- **ACTIONS DEMANDÉES**:
A: D'après l'extrait sur l'affaire T 755/16, pourquoi la requête visant à ne pas admettre le document constituait-elle une modification des moyens invoqués par le titulaire du brevet ? Répondez en une à trois phrases.
B: Poursuivez l'extrait sur l'affaire T 755/16 à partir de sa dernière phrase.

- **TEXTE SOURCE**:
4.2.3 Deuxième et troisième niveaux de l’approche convergente : modifications des moyens invoqués par une partie dans le cadre du recours – article 13(1) et (2) RPCR
Dans l’affaire T 755/16, la chambre a examiné la question de l’admission de la requête du titulaire du brevet de ne pas admettre dans la procédure un document déposé avec le mémoire exposant les motifs du recours, la requête ayant été présentée pour la première fois pendant la procédure orale. La chambre a fait observer que le titulaire du brevet avait analysé deux expériences figurant dans le document en cause dans sa réponse aux motifs du recours, mais qu’il n’avait soulevé une objection à son admission ni dans sa réponse aux motifs du recours ni dans ses lettres qui ont suivi. La requête visant à ne pas admettre le document représentait ainsi une modification des moyens invoqués par le titulaire du brevet.

- **INFORMATIONS FOURNIES**:
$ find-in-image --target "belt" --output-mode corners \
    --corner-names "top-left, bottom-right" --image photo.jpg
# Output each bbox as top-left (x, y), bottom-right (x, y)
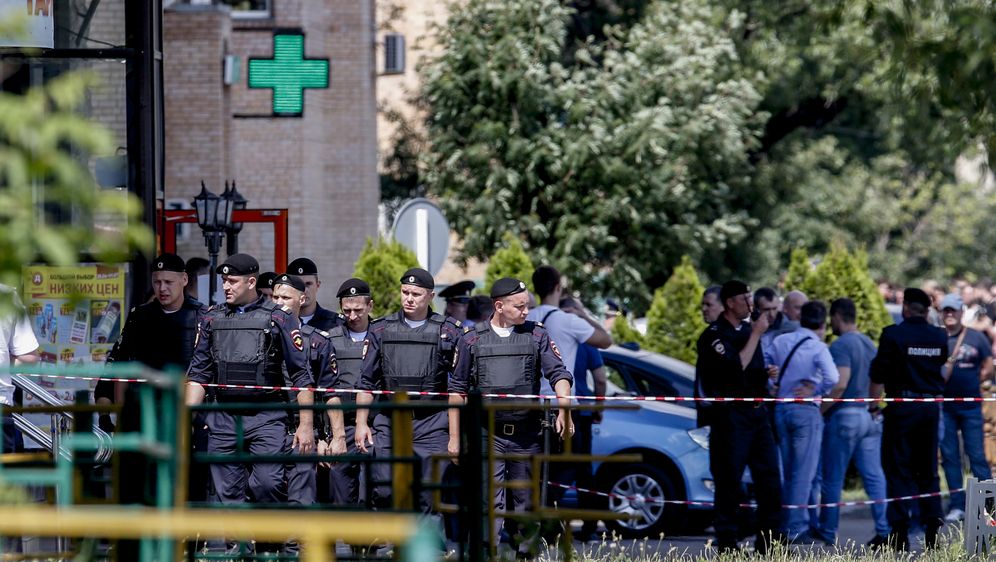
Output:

- **LES RÉPONSES**:
A: Le titulaire du brevet avait analysé deux expériences figurant dans ce document dans sa réponse aux motifs du recours. Il n'avait toutefois objecté à l'admission du document ni dans cette réponse ni dans ses lettres suivantes. Il ne l'a fait que pour la première fois pendant la procédure orale.

B:
De même, dans l'affaire T 18/21, dans laquelle l'opposant n'a également demandé qu'au stade de la procédure de recours orale la non-admission des moyens du titulaire du brevet (en l'occurrence la requête principale), après avoir déjà pris position sur le fond lors de la procédure de recours écrite, la chambre a considéré cette requête tardive d'ordre procédural comme une modification par rapport aux moyens présentés jusqu'alors.
Cependant, dans l’affaire T 1006/21, la chambre a interprété le terme "modification" figurant dans les art. 12 et 13 RPCR de manière plus étroite. Selon la chambre, ces dispositions portaient sur des requêtes ou des (allégations de) faits et des preuves, c.-à-d. sur des questions de fond, des objections et des arguments s'y rapportant (voir l’art. 12(2) et (4), et l’art. 13(1) et (2) RPCR). En revanche, les requêtes d’ordre procédural ne constituaient pas des modifications au sens des art. 12(4) et 13(1) et (2) RPCR. La chambre a précisé que cette conclusion s’appliquait aux requêtes d’ordre procédural portant sur des questions qui devaient être prises en compte d’office ainsi qu’à d’autres requêtes d’ordre procédural. En conséquence, elles pouvaient être présentées à tout moment pendant la procédure de recours.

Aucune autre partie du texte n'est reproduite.